** What you will do **
Retype the data exactly, skipping any picture in it.

☆ ☆ ☆ ☆

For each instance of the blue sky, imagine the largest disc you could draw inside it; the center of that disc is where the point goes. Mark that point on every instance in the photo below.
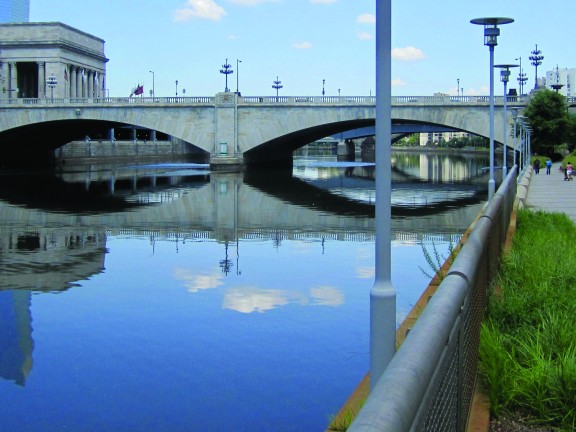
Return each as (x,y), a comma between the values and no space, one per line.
(303,42)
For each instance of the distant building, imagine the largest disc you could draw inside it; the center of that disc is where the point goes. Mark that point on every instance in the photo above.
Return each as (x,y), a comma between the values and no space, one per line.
(39,60)
(437,137)
(14,11)
(565,79)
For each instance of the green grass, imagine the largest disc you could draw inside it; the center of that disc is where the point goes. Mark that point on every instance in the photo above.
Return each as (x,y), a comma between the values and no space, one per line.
(528,340)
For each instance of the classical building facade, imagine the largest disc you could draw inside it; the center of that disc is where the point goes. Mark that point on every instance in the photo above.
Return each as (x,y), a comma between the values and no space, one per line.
(14,11)
(50,60)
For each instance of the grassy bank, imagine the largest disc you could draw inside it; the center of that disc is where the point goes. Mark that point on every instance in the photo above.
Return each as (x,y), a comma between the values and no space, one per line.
(528,340)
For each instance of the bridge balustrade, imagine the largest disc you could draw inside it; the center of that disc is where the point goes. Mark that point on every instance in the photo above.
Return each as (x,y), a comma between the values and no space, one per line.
(286,100)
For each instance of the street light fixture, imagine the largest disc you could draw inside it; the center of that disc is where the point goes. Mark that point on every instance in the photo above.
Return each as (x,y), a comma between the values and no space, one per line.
(153,89)
(237,76)
(557,86)
(514,111)
(505,77)
(226,71)
(52,82)
(491,33)
(277,86)
(536,59)
(522,78)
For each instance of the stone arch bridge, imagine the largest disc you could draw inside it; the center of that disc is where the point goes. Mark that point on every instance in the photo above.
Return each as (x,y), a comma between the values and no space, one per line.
(232,129)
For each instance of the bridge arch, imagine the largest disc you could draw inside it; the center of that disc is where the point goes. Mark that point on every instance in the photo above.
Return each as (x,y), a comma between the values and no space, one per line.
(251,127)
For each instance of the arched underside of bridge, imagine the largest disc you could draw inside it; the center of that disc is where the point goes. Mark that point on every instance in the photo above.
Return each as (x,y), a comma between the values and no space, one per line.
(279,151)
(35,143)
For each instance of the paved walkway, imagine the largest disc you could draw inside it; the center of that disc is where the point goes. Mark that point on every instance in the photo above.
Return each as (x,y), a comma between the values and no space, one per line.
(551,192)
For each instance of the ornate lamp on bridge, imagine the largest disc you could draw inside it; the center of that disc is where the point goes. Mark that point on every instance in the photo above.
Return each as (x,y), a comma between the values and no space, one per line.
(522,78)
(505,77)
(277,86)
(536,59)
(226,71)
(491,33)
(52,82)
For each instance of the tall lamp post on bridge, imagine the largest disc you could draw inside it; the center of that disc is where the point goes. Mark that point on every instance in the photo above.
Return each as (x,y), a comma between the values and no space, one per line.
(153,89)
(505,77)
(491,33)
(536,59)
(226,71)
(238,76)
(522,78)
(52,82)
(277,85)
(514,111)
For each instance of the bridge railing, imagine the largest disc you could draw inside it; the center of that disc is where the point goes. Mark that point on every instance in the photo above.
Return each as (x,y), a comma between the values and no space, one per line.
(272,100)
(429,383)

☆ ☆ ☆ ☆

** Solved problem **
For each instance of the blue sky, imagine the largest disc you could draw inside it; the center of that disc is where the point goes. Mark that point on every instance in the photo below.
Return each as (x,y), a comma between the values and no space, one per line.
(303,42)
For each instance of the distant building, imagine the largest disc you could draw inside it; the center of that disc is where the point goes. Mark that point on every instance in the photo above.
Return each as (x,y), a comma between the values and no space, one per line.
(39,60)
(437,137)
(14,11)
(565,79)
For each instance of the green grass, imagine the largest disc you could draw inside it; the center of that disc is where the point goes. Mark that point on every instance in the photo above.
Return each as (x,y), a comma between the values and no space, one per line.
(528,340)
For each instance of the classical building facade, imagine the largest disc you could draw inside it; the center of that disc is where the point goes. Mark that point on every instance in the photo above.
Return each as (x,y), a comma between the values and no space, one per line.
(14,11)
(50,60)
For each instance of the grassy bank, imagine the largest disc you could draw inside it; the center of that disc is where the point goes. Mark that point on every instance in the photo above.
Return each as (x,y), a comma between the values and no space, one per line.
(528,340)
For each instance of the bridge balustrade, imagine the largest disc you could draw inside it; the center of that disc is where the point goes. Mark that point on every instance in the photo above.
Return each as (x,y), a comma between the values and no space, one per line.
(286,100)
For each instance of the street light fixture, imagine the largest disc you could draw inside it; the center of that disc is where the point goes. Mark that point on every instance in the photo above.
Return each as (x,y), a comma between the values and no space, one per line.
(153,89)
(237,76)
(557,86)
(514,111)
(505,77)
(226,71)
(52,82)
(491,33)
(277,86)
(536,59)
(522,78)
For each instance of the stone arch bridge, imagine the largest disc you could draw inside it; the center of that disc is where the point goes. Mark that point on every instance in the photo above.
Return each as (x,y), a comma between the values and no space, one per line.
(232,129)
For each instance of the bridge arch, imagine the largest disc you could draw inside it; the center of that disc is where the point goes. Mark that point on every instance in the photo above.
Return each as (x,y), a comma between the values and no space, one per line.
(251,127)
For each instance of the arched underside of bridge, imagine the largest disc you could draw inside it; the center of that disc is where the point goes. Mark that point on every instance in the photo above.
Return each as (x,y), a comma between the values and no space, one per line.
(279,151)
(35,143)
For each instance of the paved walkway, imagine the largest disc you could draw inside it; the center of that disc is where the point goes. Mark that point on every instance in the photo above.
Return each as (x,y), a comma between the values and no space, one per line.
(551,192)
For each instance of the ornate lamp on bridge, imagine the largest disc you could draw inside it; the center of that disc is where the point goes. Mark that point on every instance in the photo above.
Return each as (x,y), a comma between the values and no space, one per line.
(522,78)
(505,77)
(277,86)
(536,59)
(226,71)
(491,33)
(52,82)
For each instance of the tall lamp post on bridge, imagine the largest disc you could draw inside it; the center of that disc is where the point goes. Mark that point on every instance in the photo above.
Return each as (x,y), a comma between the values and no space, one per line.
(153,89)
(505,77)
(491,33)
(536,59)
(226,71)
(238,76)
(522,78)
(52,82)
(277,85)
(514,111)
For each instance of the bridge railing, imagine the largest disc you could draw inside it; the center of that disc is where the point goes. Mark that point on every instance in the photo above.
Return each as (x,y), a comma between the values and no space, one per line.
(272,100)
(429,383)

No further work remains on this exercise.